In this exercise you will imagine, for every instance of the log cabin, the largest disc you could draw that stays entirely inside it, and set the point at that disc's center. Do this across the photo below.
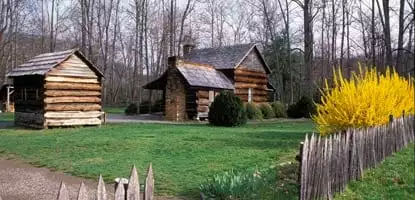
(57, 89)
(192, 81)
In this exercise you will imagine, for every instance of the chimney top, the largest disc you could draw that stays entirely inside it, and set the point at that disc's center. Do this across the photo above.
(188, 44)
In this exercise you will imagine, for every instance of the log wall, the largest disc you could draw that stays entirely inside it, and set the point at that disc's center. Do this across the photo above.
(175, 97)
(249, 77)
(72, 95)
(191, 103)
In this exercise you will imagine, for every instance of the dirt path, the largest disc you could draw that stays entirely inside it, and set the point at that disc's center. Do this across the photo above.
(21, 181)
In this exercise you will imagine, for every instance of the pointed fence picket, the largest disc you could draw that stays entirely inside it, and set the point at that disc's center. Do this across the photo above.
(132, 193)
(328, 163)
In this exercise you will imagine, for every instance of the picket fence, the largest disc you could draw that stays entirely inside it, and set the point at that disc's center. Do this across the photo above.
(328, 163)
(122, 192)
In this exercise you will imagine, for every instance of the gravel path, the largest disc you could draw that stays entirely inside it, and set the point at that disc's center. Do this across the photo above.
(21, 181)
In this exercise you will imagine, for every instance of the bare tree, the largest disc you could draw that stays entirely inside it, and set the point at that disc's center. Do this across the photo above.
(187, 10)
(399, 58)
(306, 6)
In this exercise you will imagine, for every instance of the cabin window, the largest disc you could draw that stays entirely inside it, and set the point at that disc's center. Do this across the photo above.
(250, 95)
(29, 94)
(211, 96)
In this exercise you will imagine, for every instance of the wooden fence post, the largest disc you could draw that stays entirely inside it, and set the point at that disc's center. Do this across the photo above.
(63, 192)
(101, 192)
(299, 158)
(327, 164)
(83, 193)
(133, 191)
(149, 187)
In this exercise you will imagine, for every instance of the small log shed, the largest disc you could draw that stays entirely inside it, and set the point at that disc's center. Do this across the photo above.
(57, 89)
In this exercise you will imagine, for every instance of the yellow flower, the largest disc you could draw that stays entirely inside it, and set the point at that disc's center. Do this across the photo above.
(367, 99)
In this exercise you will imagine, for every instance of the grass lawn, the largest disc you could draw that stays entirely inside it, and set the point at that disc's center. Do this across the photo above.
(393, 179)
(6, 117)
(183, 156)
(114, 109)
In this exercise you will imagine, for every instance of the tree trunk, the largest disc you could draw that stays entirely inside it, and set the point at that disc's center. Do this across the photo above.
(399, 58)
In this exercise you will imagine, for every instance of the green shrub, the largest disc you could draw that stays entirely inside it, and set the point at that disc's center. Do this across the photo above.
(241, 184)
(252, 111)
(266, 110)
(227, 110)
(279, 109)
(145, 107)
(303, 108)
(131, 109)
(157, 106)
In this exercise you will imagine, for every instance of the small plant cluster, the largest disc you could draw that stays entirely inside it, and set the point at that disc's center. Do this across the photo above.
(274, 182)
(367, 99)
(227, 110)
(239, 184)
(145, 107)
(265, 110)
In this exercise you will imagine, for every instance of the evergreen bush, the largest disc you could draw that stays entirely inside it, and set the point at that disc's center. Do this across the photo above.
(279, 109)
(145, 107)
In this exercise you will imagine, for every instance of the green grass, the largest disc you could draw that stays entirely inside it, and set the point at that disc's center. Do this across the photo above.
(114, 109)
(393, 179)
(183, 156)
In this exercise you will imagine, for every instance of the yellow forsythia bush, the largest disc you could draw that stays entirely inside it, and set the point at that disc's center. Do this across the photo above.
(367, 99)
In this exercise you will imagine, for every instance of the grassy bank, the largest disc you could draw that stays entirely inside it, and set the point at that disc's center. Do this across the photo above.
(183, 156)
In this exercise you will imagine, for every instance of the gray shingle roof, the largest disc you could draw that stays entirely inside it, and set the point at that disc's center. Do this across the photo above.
(200, 76)
(226, 57)
(41, 64)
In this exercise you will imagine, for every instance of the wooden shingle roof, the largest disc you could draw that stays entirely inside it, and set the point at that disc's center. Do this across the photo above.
(200, 76)
(43, 63)
(226, 57)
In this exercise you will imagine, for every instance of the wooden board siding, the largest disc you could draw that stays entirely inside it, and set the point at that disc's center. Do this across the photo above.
(72, 95)
(246, 78)
(191, 103)
(28, 94)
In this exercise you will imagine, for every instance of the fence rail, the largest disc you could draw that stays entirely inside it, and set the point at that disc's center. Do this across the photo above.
(328, 163)
(122, 191)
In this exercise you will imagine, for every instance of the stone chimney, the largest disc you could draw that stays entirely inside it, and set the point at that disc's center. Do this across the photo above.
(188, 45)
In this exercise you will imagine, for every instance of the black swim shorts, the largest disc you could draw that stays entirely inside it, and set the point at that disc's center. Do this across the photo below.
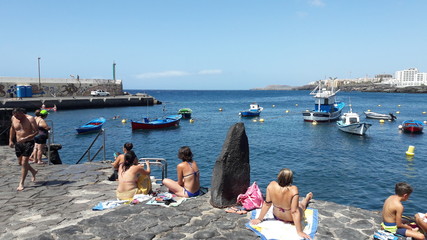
(24, 149)
(40, 139)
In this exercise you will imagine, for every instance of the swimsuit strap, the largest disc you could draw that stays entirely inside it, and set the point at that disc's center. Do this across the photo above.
(194, 172)
(284, 209)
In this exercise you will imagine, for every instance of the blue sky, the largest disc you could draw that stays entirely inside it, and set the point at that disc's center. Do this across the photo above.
(233, 44)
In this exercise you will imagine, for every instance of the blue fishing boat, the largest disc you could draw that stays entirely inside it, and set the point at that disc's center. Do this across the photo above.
(185, 113)
(412, 126)
(169, 121)
(326, 108)
(92, 126)
(254, 111)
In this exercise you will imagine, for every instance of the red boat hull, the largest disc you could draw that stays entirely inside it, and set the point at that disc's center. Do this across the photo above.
(413, 129)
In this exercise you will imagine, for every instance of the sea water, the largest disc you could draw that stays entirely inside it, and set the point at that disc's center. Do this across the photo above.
(347, 169)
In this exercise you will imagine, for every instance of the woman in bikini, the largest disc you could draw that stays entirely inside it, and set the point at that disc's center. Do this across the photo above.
(285, 200)
(188, 184)
(129, 175)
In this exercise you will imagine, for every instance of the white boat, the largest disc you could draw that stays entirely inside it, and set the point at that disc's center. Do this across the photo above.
(326, 108)
(375, 115)
(350, 123)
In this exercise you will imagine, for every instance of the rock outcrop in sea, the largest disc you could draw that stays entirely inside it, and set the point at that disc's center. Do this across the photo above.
(231, 173)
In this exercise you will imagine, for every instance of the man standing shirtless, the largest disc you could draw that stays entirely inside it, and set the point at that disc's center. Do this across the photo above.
(22, 133)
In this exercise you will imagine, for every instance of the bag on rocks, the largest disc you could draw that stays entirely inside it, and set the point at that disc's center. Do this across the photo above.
(252, 198)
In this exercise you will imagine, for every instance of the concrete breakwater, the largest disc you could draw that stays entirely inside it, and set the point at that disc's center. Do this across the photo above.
(79, 102)
(58, 206)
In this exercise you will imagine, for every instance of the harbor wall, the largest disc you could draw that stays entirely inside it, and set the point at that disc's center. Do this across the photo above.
(58, 87)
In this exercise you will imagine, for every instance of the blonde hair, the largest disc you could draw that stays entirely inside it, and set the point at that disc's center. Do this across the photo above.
(285, 177)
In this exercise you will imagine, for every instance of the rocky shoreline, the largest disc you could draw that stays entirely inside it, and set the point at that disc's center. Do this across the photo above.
(59, 206)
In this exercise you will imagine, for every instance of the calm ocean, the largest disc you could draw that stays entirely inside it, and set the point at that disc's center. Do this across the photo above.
(352, 170)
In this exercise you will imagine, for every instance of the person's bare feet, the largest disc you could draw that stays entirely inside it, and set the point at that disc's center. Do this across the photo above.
(34, 175)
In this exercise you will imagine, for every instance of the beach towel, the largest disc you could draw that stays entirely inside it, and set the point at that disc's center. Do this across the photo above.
(108, 204)
(166, 200)
(275, 229)
(114, 203)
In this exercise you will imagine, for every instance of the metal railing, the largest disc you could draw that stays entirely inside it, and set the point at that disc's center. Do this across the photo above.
(87, 152)
(160, 162)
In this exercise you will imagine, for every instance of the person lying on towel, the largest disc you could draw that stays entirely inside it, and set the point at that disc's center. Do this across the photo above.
(133, 179)
(393, 210)
(188, 173)
(286, 206)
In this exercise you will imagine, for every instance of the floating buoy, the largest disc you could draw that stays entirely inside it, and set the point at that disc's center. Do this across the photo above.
(410, 151)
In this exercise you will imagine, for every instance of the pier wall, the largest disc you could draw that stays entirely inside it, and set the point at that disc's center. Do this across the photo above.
(59, 87)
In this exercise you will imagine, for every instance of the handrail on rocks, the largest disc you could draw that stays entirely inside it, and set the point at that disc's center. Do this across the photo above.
(102, 132)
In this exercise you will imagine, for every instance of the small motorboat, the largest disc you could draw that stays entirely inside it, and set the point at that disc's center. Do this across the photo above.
(375, 115)
(185, 113)
(253, 111)
(92, 126)
(350, 123)
(326, 107)
(52, 109)
(412, 126)
(169, 121)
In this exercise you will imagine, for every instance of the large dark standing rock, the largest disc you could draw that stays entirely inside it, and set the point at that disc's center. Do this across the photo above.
(231, 174)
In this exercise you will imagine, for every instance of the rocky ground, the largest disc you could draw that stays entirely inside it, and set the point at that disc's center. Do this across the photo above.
(59, 206)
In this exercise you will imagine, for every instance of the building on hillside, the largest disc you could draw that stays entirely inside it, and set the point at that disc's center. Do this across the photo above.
(410, 77)
(57, 87)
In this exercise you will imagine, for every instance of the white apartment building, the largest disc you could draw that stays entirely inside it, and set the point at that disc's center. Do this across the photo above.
(410, 77)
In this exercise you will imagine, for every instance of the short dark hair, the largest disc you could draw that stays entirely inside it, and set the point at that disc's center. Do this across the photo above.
(128, 146)
(403, 188)
(19, 110)
(185, 154)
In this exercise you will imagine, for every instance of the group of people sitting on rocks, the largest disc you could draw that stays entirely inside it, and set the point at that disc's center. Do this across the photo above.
(134, 178)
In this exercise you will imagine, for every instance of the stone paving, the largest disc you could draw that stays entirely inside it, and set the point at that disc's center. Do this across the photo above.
(59, 206)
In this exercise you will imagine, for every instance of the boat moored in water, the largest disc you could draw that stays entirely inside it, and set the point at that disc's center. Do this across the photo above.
(326, 108)
(169, 121)
(185, 113)
(412, 126)
(375, 115)
(350, 123)
(92, 126)
(253, 111)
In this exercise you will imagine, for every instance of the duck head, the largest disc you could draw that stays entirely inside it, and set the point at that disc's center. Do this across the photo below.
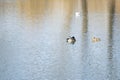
(71, 40)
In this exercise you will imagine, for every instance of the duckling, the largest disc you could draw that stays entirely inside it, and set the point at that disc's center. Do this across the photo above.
(94, 39)
(71, 40)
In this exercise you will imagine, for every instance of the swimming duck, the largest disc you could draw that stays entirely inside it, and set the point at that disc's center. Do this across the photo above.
(94, 39)
(71, 40)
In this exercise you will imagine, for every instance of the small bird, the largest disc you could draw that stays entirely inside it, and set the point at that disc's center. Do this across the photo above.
(94, 39)
(71, 40)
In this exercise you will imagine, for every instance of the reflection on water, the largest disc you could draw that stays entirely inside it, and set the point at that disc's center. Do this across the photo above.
(33, 40)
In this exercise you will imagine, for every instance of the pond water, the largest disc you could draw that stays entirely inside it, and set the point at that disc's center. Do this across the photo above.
(33, 42)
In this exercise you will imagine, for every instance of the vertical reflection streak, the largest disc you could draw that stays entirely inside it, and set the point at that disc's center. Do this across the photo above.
(84, 34)
(111, 6)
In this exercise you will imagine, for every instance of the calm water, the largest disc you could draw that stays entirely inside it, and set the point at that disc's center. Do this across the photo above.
(33, 42)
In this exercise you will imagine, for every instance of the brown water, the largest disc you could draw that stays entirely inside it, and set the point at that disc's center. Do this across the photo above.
(33, 40)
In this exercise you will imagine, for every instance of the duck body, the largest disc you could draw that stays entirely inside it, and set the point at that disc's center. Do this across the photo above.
(71, 40)
(94, 39)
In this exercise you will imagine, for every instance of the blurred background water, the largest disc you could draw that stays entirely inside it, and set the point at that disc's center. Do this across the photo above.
(33, 39)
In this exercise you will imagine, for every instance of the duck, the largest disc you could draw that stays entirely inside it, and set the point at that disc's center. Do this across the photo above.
(94, 39)
(71, 40)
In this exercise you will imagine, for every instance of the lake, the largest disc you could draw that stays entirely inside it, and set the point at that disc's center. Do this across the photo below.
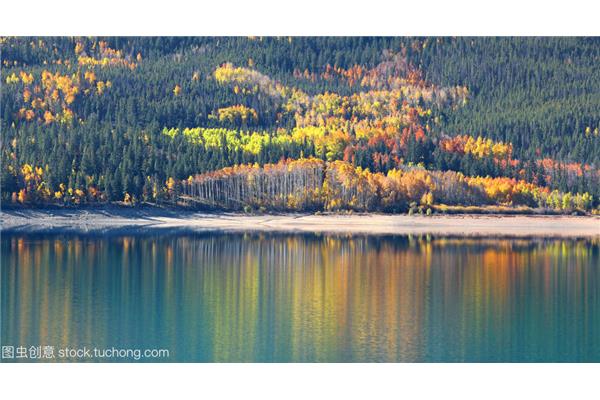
(234, 297)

....................

(What you are asked to do): Omit the pictures and print again exactly the lines from the one with "small bird, the" through the final line of the entries, both ends included.

(Solution to the problem):
In this exercise you will imagine, for every instance of the small bird, the largest disc you could draw that stays entirely inside it, and set the point at that disc's center. Do this across the photo above.
(94, 39)
(71, 40)
In this exercise you will imagine, for every instance of the reflection on water, the largest disc you could draw that stays entirely inside it, and set the point at that disc's center. Do this across the photo above.
(33, 40)
In this exercise you will imagine, for every instance of the pond water, the largest disc you could draw that stays entirely inside it, and set the point at that disc's center. Do this across the photo above.
(33, 42)
In this exercise you will imagine, for every instance of the vertical reflection streak, the largest disc you could draw that stays entirely inside it, and set the point at that disc's center. Do this across the photo above.
(84, 34)
(111, 6)
In this exercise you will imagine, for every instance of the calm water, the largest disc you could draw that stays entirely inside it, and set the point at that disc's center. Do this across the photo above.
(33, 42)
In this exercise you will imagine, for every instance of the brown water, the largest disc you could draw that stays entirely inside it, and set the point at that disc's center. Do this across the photo above.
(33, 40)
In this exercise you will imagine, for every instance of the duck body, the largest disc you could draw that stays entirely inside it, and set the point at that disc's center. Do this across the photo above.
(71, 40)
(94, 39)
In this exercise you will imagine, for every instance of the blurred background water, the largest disc you could draw that stays entirely inside it, and set the point at that disc's center. Do this across the photo above.
(33, 39)
In this exercise you will imagine, for every instance of the duck, the largest disc you could draw that stays entirely inside it, and set the point at that disc's center. Do this across the photo above.
(94, 39)
(71, 40)
In this exercise you will imagine, for every instance of the lake, the largest disc you could draw that stays entirely inside it, and set the point at that disc's center. Do this across the photo below.
(234, 297)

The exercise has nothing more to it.